(Referring expression grounding data)
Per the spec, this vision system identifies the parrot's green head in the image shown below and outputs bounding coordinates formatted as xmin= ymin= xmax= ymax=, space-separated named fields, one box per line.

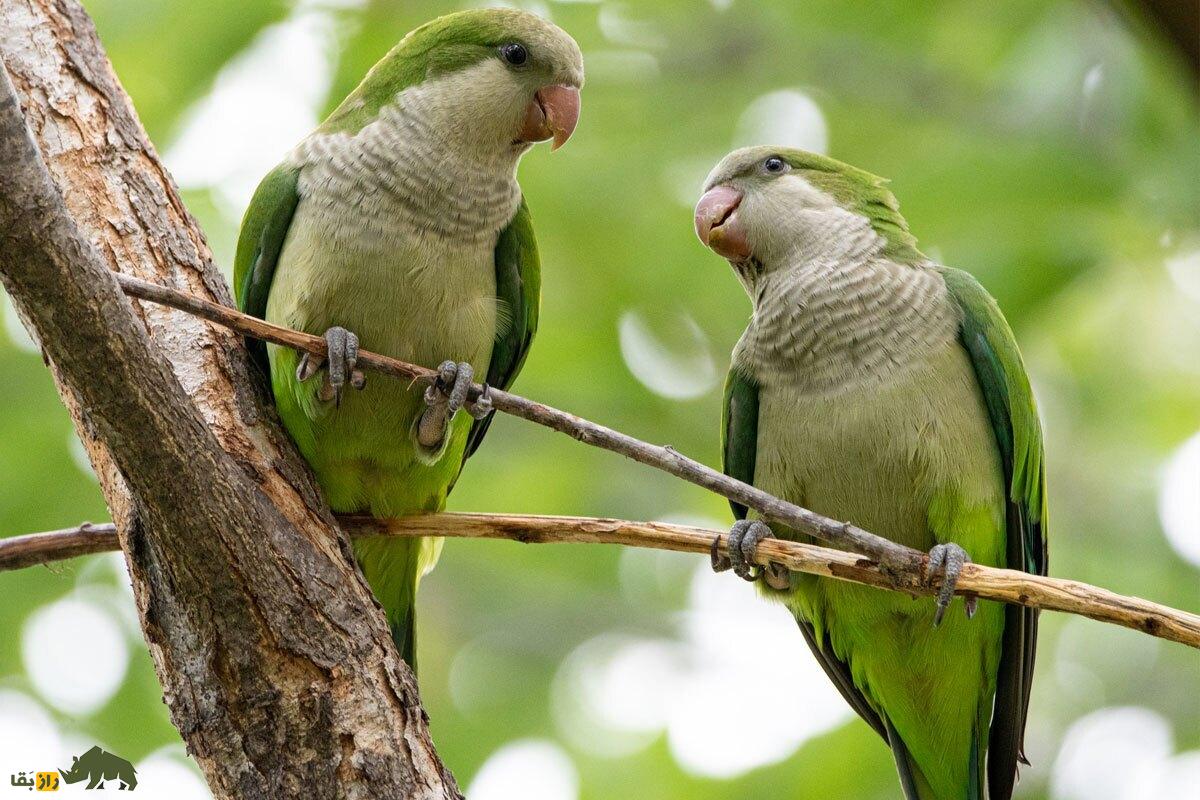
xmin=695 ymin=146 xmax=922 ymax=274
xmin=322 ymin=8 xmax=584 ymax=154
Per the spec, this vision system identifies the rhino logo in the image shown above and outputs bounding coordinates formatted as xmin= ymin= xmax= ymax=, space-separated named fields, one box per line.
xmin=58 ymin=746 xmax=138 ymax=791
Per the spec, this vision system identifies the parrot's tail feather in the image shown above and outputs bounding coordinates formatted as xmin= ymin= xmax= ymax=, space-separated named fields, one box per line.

Work instruction
Return all of the data exactly as written, and drop the pictures.

Exercise response
Per the spec, this vision system identifies the parrot's green head in the image shown below and outputs bounding coordinates formatted as xmin= ymin= xmax= ymax=, space-separated named fields, one box per line.

xmin=695 ymin=146 xmax=922 ymax=274
xmin=322 ymin=8 xmax=584 ymax=154
Per the spec, this vision system identifies the rhino logo in the image shown above and outputs bounding coordinates formatted as xmin= ymin= xmax= ymax=, space-separated named fields, one box per line.
xmin=58 ymin=746 xmax=138 ymax=791
Per the spec, this vision system identifies the parrot's tail feather in the image shown above and outputs bounding coordinates formatted as xmin= ymin= xmax= ymax=, space-separated named fields, one box per line.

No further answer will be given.